-- begin DATA SUPPLIED --

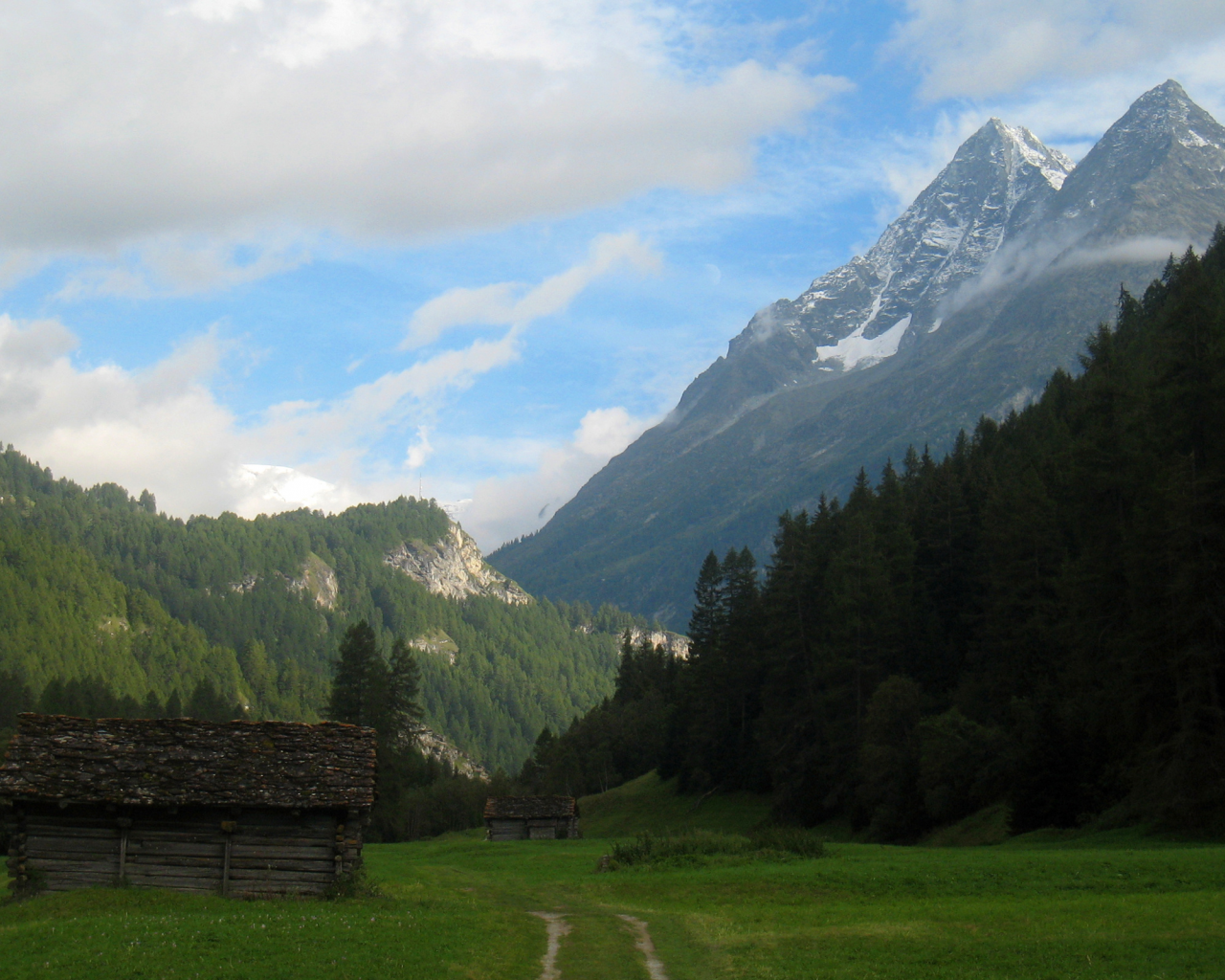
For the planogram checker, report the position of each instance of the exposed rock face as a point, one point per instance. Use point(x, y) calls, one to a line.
point(455, 568)
point(438, 748)
point(319, 581)
point(436, 643)
point(675, 643)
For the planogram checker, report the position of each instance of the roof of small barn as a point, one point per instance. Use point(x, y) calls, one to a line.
point(183, 762)
point(530, 808)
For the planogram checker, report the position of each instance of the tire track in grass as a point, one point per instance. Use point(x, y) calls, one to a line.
point(644, 946)
point(558, 927)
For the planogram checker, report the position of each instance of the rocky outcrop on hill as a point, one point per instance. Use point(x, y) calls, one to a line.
point(454, 568)
point(675, 643)
point(440, 750)
point(318, 580)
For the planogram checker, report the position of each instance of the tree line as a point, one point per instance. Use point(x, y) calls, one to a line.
point(1036, 619)
point(100, 590)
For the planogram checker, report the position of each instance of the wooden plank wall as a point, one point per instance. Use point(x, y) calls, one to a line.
point(533, 830)
point(204, 850)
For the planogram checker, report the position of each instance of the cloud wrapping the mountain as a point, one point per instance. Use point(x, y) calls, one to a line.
point(506, 507)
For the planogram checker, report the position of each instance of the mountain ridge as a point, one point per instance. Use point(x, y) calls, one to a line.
point(783, 418)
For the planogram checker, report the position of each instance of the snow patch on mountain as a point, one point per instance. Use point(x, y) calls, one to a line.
point(857, 349)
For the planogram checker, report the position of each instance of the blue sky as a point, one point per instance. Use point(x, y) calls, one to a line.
point(257, 254)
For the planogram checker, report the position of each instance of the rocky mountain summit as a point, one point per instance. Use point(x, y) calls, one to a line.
point(455, 568)
point(965, 306)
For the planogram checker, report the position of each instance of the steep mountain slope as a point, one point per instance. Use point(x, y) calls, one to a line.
point(96, 585)
point(963, 307)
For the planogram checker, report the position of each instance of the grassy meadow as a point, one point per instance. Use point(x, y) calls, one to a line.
point(1114, 904)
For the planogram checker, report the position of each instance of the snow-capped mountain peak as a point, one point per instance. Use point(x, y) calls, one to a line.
point(860, 314)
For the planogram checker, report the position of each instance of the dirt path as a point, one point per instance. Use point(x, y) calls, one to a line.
point(558, 927)
point(642, 941)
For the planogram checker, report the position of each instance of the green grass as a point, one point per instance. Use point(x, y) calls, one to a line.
point(650, 804)
point(1116, 905)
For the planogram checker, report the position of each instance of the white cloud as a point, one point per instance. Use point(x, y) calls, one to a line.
point(165, 430)
point(138, 119)
point(160, 429)
point(981, 48)
point(505, 507)
point(498, 305)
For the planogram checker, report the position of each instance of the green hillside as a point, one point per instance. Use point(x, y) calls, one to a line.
point(96, 585)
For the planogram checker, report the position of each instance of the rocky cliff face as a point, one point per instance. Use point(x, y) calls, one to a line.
point(438, 748)
point(971, 298)
point(455, 568)
point(675, 643)
point(318, 580)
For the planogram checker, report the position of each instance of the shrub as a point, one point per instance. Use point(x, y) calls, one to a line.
point(697, 847)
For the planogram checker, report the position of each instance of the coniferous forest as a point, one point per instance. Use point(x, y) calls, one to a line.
point(1036, 619)
point(109, 608)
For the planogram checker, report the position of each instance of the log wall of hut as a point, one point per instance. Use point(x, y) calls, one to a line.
point(240, 853)
point(532, 830)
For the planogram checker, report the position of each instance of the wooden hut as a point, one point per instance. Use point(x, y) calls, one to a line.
point(530, 817)
point(239, 809)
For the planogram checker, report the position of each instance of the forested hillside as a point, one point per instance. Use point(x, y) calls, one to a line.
point(1037, 619)
point(100, 590)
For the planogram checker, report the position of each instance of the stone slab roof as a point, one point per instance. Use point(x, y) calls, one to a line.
point(530, 808)
point(180, 762)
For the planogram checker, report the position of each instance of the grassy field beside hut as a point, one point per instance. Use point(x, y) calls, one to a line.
point(1112, 905)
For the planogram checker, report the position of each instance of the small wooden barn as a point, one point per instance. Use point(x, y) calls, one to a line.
point(239, 808)
point(530, 817)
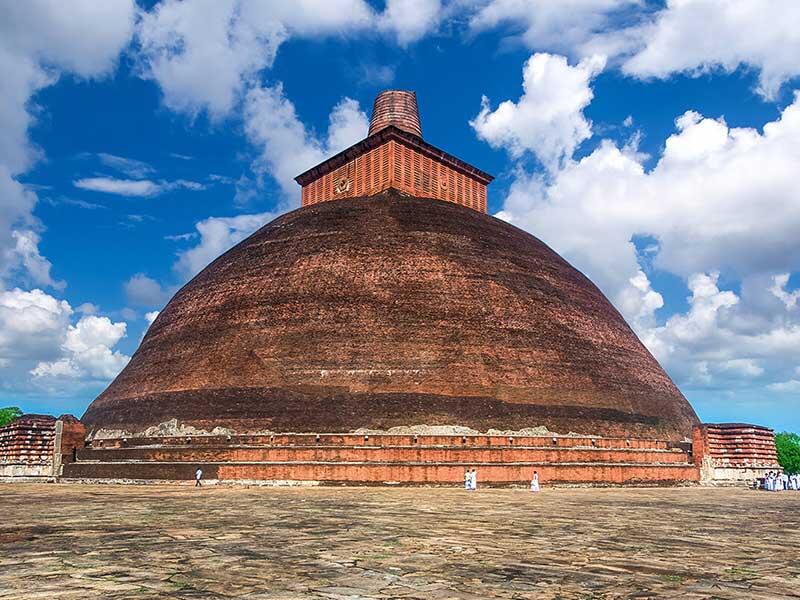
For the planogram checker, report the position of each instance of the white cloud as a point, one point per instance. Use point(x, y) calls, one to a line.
point(129, 166)
point(719, 198)
point(87, 350)
point(410, 20)
point(548, 118)
point(32, 324)
point(39, 342)
point(217, 234)
point(38, 41)
point(792, 386)
point(35, 266)
point(287, 147)
point(142, 290)
point(564, 26)
point(182, 42)
point(778, 289)
point(685, 36)
point(134, 187)
point(696, 36)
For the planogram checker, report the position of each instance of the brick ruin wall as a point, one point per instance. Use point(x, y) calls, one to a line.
point(28, 445)
point(376, 459)
point(395, 165)
point(734, 452)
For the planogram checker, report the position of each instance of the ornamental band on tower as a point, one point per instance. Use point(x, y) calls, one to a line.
point(394, 155)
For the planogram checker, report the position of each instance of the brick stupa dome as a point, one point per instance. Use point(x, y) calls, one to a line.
point(388, 311)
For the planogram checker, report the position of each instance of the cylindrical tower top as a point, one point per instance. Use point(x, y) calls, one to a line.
point(398, 108)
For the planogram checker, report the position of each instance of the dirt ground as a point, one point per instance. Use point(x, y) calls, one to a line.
point(112, 541)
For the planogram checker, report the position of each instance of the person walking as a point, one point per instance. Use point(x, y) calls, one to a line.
point(535, 482)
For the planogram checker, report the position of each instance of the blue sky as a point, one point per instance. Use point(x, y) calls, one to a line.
point(655, 145)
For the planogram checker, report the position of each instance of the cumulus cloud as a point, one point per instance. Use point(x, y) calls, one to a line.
point(696, 36)
point(717, 199)
point(40, 343)
point(135, 187)
point(217, 234)
point(410, 20)
point(142, 290)
point(32, 324)
point(287, 147)
point(565, 26)
point(685, 36)
point(182, 42)
point(87, 351)
point(38, 41)
point(548, 118)
point(132, 168)
point(778, 289)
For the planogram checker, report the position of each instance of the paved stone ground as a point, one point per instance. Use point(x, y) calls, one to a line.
point(82, 541)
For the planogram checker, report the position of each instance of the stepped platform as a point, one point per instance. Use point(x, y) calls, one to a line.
point(377, 459)
point(731, 453)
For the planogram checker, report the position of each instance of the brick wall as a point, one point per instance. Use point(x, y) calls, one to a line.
point(37, 445)
point(400, 166)
point(734, 451)
point(26, 446)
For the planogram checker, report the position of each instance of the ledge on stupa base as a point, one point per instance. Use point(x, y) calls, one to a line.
point(733, 453)
point(386, 459)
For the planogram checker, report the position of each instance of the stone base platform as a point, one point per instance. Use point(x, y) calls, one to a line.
point(383, 459)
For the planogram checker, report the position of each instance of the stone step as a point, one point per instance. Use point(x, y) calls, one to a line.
point(339, 440)
point(385, 454)
point(366, 473)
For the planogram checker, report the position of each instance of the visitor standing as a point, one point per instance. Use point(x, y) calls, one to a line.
point(535, 482)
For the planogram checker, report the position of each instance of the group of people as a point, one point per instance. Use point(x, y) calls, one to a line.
point(471, 480)
point(778, 482)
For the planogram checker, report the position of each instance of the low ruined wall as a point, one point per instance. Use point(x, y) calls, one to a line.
point(733, 452)
point(375, 459)
point(36, 446)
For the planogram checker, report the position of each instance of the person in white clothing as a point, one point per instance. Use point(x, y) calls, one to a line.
point(535, 482)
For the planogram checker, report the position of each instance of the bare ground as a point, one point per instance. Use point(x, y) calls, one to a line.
point(110, 541)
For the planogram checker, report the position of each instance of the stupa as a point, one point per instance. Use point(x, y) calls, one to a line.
point(390, 299)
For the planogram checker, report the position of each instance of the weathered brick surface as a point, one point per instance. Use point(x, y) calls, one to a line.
point(398, 108)
point(399, 165)
point(464, 455)
point(377, 312)
point(28, 442)
point(730, 452)
point(377, 473)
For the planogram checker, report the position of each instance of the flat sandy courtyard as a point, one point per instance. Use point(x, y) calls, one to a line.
point(78, 541)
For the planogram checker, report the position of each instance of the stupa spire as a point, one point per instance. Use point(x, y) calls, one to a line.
point(398, 108)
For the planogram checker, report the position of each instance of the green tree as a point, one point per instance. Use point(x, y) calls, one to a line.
point(8, 414)
point(788, 447)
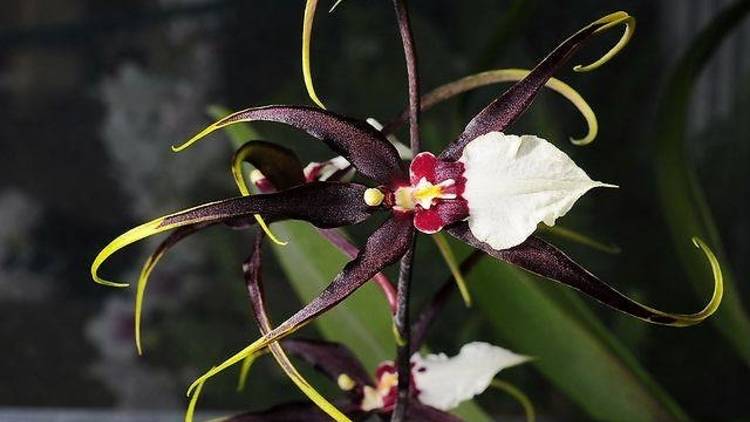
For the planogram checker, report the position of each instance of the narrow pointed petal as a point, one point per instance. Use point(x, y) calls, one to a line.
point(363, 146)
point(287, 412)
point(337, 239)
point(421, 412)
point(543, 259)
point(384, 247)
point(148, 267)
point(278, 164)
point(444, 382)
point(471, 82)
point(324, 204)
point(332, 359)
point(513, 183)
point(505, 110)
point(450, 260)
point(254, 282)
point(307, 24)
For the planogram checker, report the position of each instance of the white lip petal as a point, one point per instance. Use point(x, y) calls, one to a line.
point(444, 382)
point(515, 182)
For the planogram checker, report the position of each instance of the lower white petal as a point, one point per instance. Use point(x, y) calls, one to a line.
point(515, 182)
point(444, 382)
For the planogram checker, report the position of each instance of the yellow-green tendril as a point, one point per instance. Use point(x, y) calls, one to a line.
point(193, 401)
point(577, 237)
point(247, 363)
point(609, 21)
point(135, 234)
point(304, 386)
point(253, 348)
point(400, 342)
point(511, 75)
point(307, 22)
point(140, 293)
point(335, 5)
point(517, 394)
point(131, 236)
point(450, 259)
point(239, 179)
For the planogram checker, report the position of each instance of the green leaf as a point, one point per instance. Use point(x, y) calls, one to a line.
point(571, 347)
point(684, 205)
point(363, 321)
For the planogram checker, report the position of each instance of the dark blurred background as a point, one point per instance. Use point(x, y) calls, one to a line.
point(92, 95)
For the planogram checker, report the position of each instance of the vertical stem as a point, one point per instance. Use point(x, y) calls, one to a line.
point(404, 279)
point(404, 332)
point(404, 26)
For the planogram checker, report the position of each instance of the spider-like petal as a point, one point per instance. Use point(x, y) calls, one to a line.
point(252, 269)
point(294, 411)
point(543, 259)
point(384, 247)
point(324, 204)
point(444, 382)
point(515, 182)
point(478, 80)
point(366, 148)
point(505, 110)
point(332, 359)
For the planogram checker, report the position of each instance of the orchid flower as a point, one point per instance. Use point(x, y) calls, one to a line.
point(440, 383)
point(488, 188)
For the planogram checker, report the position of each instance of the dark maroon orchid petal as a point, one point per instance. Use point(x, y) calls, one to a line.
point(252, 269)
point(295, 411)
point(324, 204)
point(173, 239)
point(366, 148)
point(506, 109)
point(539, 257)
point(339, 240)
point(431, 309)
point(332, 359)
point(384, 247)
point(418, 412)
point(278, 164)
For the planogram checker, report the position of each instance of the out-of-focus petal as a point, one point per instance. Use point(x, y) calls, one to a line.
point(515, 182)
point(444, 382)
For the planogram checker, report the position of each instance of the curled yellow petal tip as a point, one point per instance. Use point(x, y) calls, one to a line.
point(131, 236)
point(307, 24)
point(397, 336)
point(686, 320)
point(609, 21)
point(511, 75)
point(143, 278)
point(202, 134)
point(715, 302)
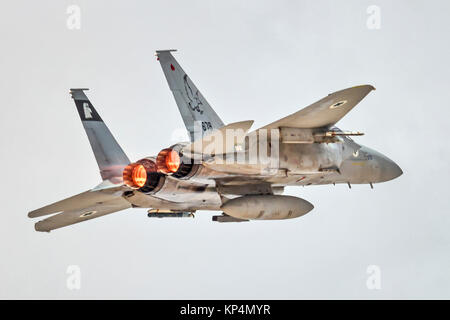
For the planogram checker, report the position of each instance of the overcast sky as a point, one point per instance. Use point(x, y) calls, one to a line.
point(258, 60)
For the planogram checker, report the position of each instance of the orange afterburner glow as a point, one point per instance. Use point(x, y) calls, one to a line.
point(168, 161)
point(135, 175)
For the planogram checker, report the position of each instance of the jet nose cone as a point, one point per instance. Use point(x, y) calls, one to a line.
point(389, 169)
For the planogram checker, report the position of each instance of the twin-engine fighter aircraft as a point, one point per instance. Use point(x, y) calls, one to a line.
point(223, 168)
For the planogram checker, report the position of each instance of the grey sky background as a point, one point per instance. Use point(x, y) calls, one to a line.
point(258, 60)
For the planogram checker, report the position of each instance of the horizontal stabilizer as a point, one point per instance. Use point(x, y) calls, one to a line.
point(79, 215)
point(325, 112)
point(79, 201)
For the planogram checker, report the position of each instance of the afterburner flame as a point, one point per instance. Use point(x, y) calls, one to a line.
point(135, 175)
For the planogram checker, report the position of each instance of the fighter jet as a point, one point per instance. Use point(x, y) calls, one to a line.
point(225, 168)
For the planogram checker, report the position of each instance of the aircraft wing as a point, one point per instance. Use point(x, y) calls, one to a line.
point(81, 207)
point(325, 112)
point(92, 211)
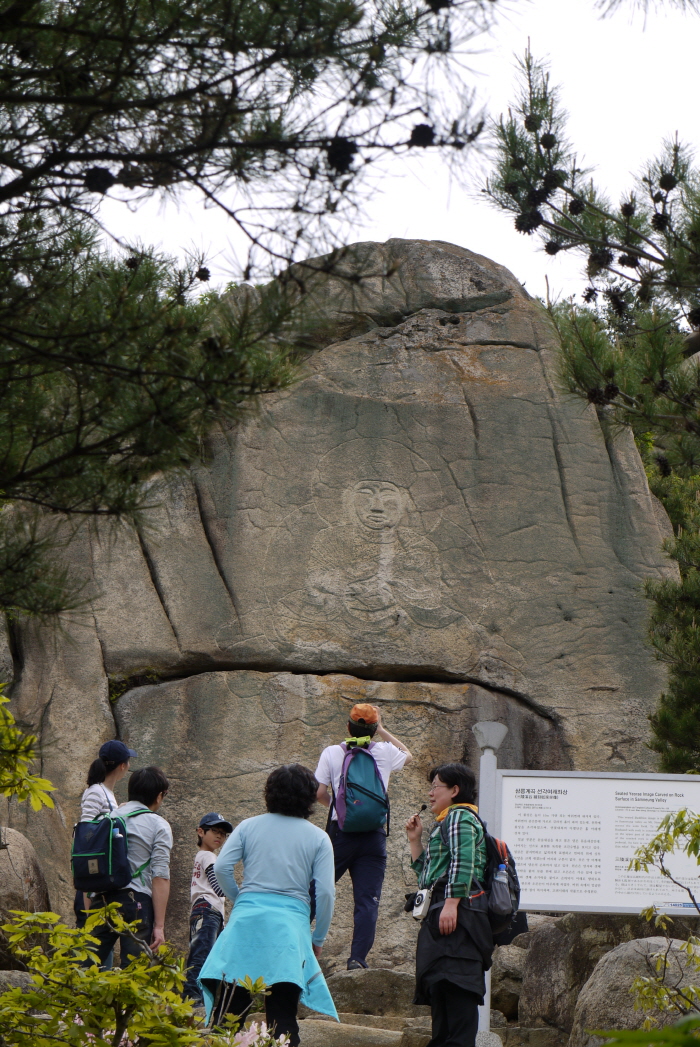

-- end DATA SUPPLIED --

INSTRUCTIONS TO FOLLOW: Report each line of the material above that contains the word "afterburner", treating uppercase and lowercase as different.

SOLVED EXERCISE:
For the planogram checker, report the position of each instance of the orange afterburner glow as a point, one point per instance. Use point(x, y) calls, one to a line.
For the planogram checker, report the position of each instance of the afterburner flame as a point, one point per instance. Use point(x, y) calls, one to a line.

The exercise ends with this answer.